▸ **Il tuo obiettivo**:
Ricopia parola per parola il brano sulla figura paterna, cominciando da "Molti studi oggi" e andando avanti fino a "in età adulta.".

▸ **Estratto selezionato**:
....
Molti studi oggi dimostrano che la figura paterna, quando presente fisicamente ed emotivamente e quando rappresenta per i figli una base sicura, avrebbe un ruolo fondamentale nello sviluppo dell’identità degli stessi e nella capacità di stabilire relazioni stabili e soddisfacenti anche in età adulta.
La letteratura psicologica del secolo scorso ha posto l’enfasi quasi esclusivamente sull’importanza della relazione madre- bambino, spesso trascurando il sistema triadico madre-padre-bambino e la relazione padre-figli.
Fortunatamente negli ultimi decenni questa tendenza è stata ampiamente modificata a favore del sempre maggiore riconoscimento, nella letteratura scientifica, dell’importanza della figura paterna e dunque l’influenza che quest’ultima ha, in relazione allo sviluppo psicologico dei figli e con psicologico si intende: cognitivo, emotivo, relazionale, adattivo e identitario.
....
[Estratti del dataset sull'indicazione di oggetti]
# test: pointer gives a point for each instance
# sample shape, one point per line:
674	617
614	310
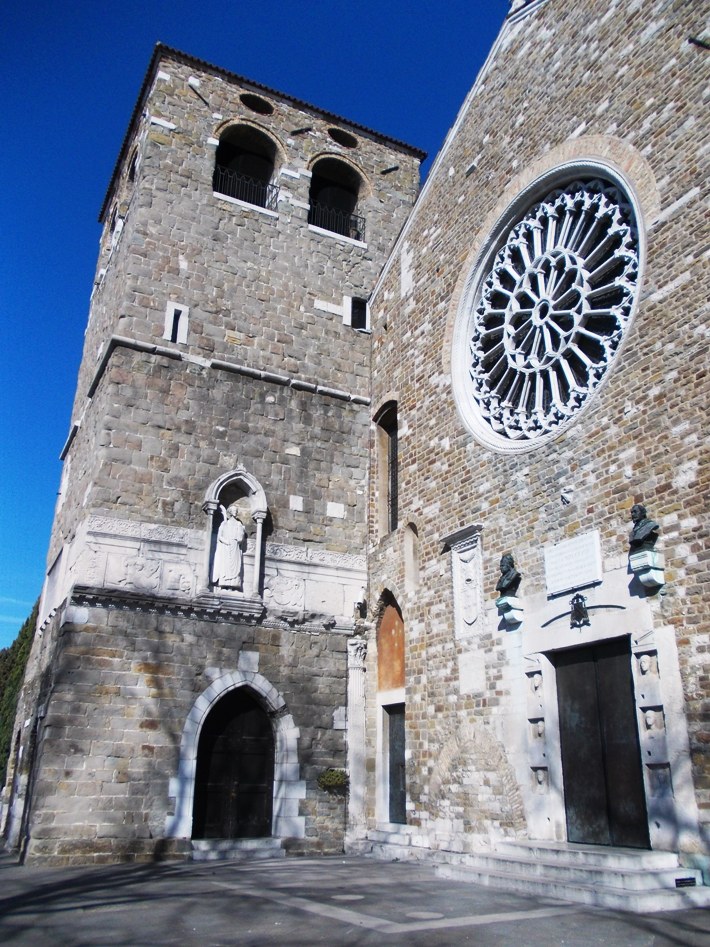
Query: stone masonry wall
616	81
258	284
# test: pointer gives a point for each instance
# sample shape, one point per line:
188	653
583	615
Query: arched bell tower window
334	193
244	166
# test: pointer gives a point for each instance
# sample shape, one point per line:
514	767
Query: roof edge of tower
162	50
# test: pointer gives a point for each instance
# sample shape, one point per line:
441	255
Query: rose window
552	309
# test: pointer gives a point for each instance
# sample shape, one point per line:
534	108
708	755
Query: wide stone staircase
242	849
624	879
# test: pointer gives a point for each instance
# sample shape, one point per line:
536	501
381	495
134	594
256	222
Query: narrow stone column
209	508
357	651
259	518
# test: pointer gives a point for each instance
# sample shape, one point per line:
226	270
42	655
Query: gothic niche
236	507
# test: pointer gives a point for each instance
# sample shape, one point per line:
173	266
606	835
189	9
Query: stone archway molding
288	787
240	475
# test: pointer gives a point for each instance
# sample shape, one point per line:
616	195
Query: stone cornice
203	608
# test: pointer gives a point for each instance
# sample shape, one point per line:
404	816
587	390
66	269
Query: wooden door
601	764
397	782
234	783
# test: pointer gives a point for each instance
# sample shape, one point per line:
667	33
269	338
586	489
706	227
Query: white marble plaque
573	563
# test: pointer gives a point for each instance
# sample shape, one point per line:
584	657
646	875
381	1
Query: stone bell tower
188	682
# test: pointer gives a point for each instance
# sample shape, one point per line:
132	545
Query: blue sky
70	73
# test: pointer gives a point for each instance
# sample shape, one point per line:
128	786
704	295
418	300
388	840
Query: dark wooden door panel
603	781
626	799
235	771
397	783
581	746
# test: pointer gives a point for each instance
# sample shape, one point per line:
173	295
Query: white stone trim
335	310
288	787
337	236
163	123
234	200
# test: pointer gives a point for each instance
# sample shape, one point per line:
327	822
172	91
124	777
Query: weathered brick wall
251	281
619	82
170	428
123	686
269	379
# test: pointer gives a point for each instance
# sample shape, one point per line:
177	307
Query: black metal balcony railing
337	221
243	188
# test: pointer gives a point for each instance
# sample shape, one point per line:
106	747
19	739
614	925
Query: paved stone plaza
335	900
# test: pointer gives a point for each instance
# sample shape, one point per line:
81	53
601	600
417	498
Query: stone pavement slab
294	902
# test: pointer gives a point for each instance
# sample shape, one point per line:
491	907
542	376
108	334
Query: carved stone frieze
335	560
285	591
153	532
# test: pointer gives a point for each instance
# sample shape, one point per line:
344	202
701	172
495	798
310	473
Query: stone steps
246	849
619	878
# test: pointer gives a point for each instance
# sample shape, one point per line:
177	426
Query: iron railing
243	188
337	221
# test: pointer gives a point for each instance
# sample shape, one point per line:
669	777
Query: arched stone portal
288	788
234	779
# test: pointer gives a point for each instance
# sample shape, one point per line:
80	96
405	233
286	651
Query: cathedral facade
411	495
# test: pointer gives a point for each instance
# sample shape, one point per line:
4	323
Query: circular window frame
463	332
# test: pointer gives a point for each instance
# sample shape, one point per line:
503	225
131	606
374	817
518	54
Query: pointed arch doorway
234	779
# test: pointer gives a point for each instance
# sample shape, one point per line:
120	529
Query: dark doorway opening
234	782
601	763
397	782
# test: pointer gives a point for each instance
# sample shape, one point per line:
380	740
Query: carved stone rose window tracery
552	305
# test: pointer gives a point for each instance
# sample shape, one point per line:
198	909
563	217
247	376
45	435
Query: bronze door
601	764
234	782
397	784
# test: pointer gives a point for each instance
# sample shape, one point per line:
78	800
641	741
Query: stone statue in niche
509	577
644	533
228	564
578	614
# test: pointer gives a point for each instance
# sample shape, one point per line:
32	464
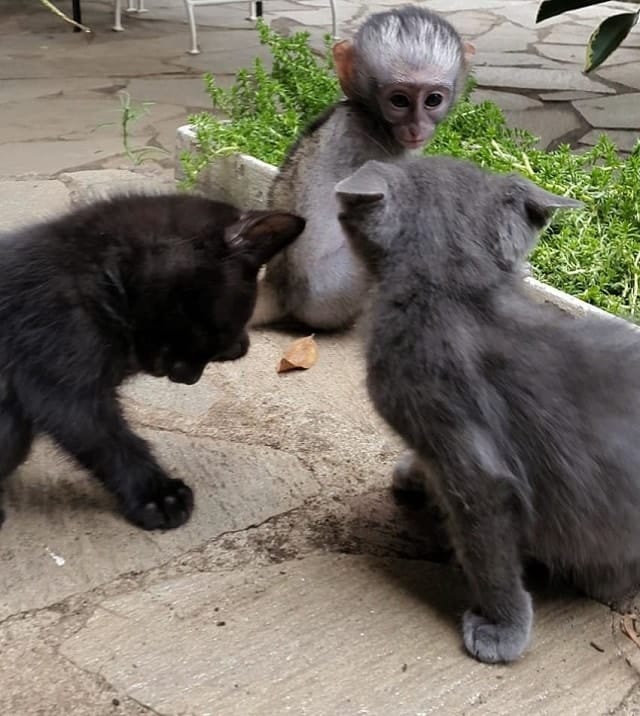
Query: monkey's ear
343	59
469	50
259	235
366	186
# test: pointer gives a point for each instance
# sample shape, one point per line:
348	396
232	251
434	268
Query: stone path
298	587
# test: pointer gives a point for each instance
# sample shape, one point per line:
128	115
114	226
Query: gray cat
524	422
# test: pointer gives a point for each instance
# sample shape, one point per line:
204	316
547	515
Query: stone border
244	180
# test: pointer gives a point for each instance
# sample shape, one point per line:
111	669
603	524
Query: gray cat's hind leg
486	517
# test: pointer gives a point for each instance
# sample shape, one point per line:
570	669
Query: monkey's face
414	109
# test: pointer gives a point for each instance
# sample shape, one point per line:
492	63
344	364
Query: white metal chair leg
195	50
117	23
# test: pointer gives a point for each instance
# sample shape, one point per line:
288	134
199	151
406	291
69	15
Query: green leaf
607	37
551	8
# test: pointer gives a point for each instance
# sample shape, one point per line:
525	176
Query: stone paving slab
287	639
31	200
62	535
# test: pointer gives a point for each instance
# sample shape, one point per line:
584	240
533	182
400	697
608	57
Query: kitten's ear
366	186
540	203
262	234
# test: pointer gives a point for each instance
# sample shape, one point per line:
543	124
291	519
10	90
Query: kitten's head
448	219
196	299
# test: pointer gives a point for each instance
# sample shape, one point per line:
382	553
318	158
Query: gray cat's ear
366	186
259	235
541	203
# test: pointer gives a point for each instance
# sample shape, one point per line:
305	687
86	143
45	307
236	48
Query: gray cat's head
446	218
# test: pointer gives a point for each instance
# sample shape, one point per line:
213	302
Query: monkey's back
318	279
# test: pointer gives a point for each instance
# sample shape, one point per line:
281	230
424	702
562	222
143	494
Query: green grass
593	254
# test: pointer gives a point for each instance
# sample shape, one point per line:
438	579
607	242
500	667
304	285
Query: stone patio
298	587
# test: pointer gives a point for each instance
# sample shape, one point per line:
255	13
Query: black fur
155	284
....
▸ **Risultato esercizio**:
Molti studi oggi dimostrano che la figura paterna, quando presente fisicamente ed emotivamente e quando rappresenta per i figli una base sicura, avrebbe un ruolo fondamentale nello sviluppo dell’identità degli stessi e nella capacità di stabilire relazioni stabili e soddisfacenti anche in età adulta.